Available data:
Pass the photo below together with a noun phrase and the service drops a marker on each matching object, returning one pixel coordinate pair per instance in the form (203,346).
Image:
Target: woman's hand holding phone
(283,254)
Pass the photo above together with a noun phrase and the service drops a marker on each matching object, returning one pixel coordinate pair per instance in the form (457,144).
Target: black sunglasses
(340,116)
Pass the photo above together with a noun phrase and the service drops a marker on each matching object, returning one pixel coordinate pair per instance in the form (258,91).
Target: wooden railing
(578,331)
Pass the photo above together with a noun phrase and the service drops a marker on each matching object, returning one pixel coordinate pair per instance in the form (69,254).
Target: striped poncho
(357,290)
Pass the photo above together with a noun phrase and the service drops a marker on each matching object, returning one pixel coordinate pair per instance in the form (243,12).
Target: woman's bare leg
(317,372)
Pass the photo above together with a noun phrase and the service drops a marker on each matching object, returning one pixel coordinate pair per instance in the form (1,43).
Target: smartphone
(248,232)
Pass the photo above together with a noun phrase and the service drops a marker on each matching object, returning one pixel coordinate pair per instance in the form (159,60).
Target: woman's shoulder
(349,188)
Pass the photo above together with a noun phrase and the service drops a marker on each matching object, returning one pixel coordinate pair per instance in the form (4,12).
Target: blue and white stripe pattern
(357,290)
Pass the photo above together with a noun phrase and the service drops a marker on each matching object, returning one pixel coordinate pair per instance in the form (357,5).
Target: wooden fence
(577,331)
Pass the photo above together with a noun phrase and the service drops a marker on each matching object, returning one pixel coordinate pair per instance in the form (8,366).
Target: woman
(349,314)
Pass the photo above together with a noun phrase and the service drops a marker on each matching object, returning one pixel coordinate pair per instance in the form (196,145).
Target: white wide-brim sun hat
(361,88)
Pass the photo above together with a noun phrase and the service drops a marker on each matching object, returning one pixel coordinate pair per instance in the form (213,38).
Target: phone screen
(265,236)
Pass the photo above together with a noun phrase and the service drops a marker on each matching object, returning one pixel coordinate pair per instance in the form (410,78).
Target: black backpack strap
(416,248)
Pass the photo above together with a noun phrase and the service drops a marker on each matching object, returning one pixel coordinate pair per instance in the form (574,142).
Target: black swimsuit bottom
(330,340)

Problem to solve: Output the entries exactly.

Written reply:
Pass the photo below together with a noun phrase and the service drops a marker on each matching object, returning one pixel coordinate pair per instance in the form (203,346).
Image:
Target: woman's hand holding phone
(283,254)
Pass the photo above together with a noun phrase and the service drops a marker on each matching object, returning one pixel coordinate pair per instance in the form (457,144).
Target: black sunglasses
(340,116)
Pass the photo above together with a noun phrase and the service drops a marker on each matching object, returning one pixel coordinate pair per instance in the form (258,91).
Target: wooden railing
(578,331)
Pass the photo above together with a noun phrase and the service drops a marker on each matching object, returning one pixel coordinate pair per instance in the form (69,254).
Target: striped poncho
(357,290)
Pass the photo above together with a noun phrase and the service drops a marker on each matching object, returning one pixel coordinate pair per instance in the form (243,12).
Target: woman's bare leg
(317,372)
Pass the photo above together with a noun phrase and the service drops a marker on each matching object, returning one pixel coordinate pair per instance in the form (1,43).
Target: smartphone
(248,232)
Pass the photo above together with a noun phrase and the service drops a marker on each matching object, returning one pixel coordinate pair per instance in the form (159,60).
Target: woman's shoulder
(349,188)
Pass the photo above together with a noun phrase and the service drops a marker on each matching object, returning one pixel coordinate pair per instance in the form (4,12).
Target: blue and white stripe pattern
(357,290)
Pass the photo above together with a noun phrase and the service drops a marker on each matching object, returning one pixel coordinate pair per instance in the form (357,5).
Target: wooden fence
(577,331)
Pass the photo above together with a noun phrase and the service drops a marker on each matching object, returning one pixel coordinate pair per instance in the form (8,366).
Target: woman
(349,314)
Pass the photo above together with a noun phrase and the service drops a marker on each matching object, returning one pixel coordinate pair per instance in the form (196,145).
Target: white wide-brim sun hat
(361,88)
Pass the photo above together with a noun phrase and the service drops a marker on each matching object, returning one pixel coordinate pair per instance in the form (213,38).
Target: phone screen
(265,236)
Pass the photo above together with a noun phrase and the service drops a marker on each matching object, returning one pixel coordinate pair per instance in the form (410,78).
Target: black backpack strap
(416,248)
Pass the photo above together with a noun phrase and the service drops a marker on each matching object, returning one pixel coordinate pair per instance in the form (574,142).
Target: black swimsuit bottom
(330,340)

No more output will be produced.